### Short task
Count the lines in the records below that contain the string "paper", matching case exactly. Give only the number.
-- Start Given records --
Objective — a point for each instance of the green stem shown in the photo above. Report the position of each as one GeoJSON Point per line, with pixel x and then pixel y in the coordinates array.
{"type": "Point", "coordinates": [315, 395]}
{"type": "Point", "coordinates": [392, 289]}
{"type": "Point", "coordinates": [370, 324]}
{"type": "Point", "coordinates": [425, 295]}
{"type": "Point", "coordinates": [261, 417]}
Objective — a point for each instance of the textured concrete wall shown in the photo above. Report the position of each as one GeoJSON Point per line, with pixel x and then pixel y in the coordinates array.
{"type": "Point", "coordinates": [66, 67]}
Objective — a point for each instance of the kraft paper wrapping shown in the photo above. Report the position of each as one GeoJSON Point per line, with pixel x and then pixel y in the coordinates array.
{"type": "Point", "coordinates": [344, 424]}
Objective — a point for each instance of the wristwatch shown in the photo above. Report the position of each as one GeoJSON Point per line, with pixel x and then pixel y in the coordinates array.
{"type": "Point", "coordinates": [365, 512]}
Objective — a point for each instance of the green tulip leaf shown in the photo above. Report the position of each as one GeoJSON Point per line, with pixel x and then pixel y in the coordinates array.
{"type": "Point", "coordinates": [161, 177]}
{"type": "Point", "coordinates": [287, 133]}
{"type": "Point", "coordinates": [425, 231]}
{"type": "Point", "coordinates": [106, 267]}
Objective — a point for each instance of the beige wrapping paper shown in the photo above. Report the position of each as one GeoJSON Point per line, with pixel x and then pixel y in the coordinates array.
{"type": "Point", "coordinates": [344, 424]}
-- End Given records --
-- Start Given records --
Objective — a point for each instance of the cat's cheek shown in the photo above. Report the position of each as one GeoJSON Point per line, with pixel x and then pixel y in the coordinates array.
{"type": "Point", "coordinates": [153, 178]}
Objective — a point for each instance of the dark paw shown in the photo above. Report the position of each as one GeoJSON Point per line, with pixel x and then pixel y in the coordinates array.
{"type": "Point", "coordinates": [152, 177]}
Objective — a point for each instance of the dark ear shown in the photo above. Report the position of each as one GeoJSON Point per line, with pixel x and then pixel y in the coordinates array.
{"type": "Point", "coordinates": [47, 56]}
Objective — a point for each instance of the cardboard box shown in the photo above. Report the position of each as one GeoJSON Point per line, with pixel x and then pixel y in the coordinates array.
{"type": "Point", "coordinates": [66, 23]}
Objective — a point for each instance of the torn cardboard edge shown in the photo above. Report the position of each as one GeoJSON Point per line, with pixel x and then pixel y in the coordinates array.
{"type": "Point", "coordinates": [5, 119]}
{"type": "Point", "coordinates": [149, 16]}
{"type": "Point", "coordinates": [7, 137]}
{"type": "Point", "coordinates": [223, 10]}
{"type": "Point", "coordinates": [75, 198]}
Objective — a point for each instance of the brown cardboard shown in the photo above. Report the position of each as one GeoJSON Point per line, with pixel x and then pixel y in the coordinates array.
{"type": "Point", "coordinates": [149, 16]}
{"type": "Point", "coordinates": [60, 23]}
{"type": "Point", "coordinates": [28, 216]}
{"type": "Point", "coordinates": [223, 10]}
-- End Given records --
### Written answer
2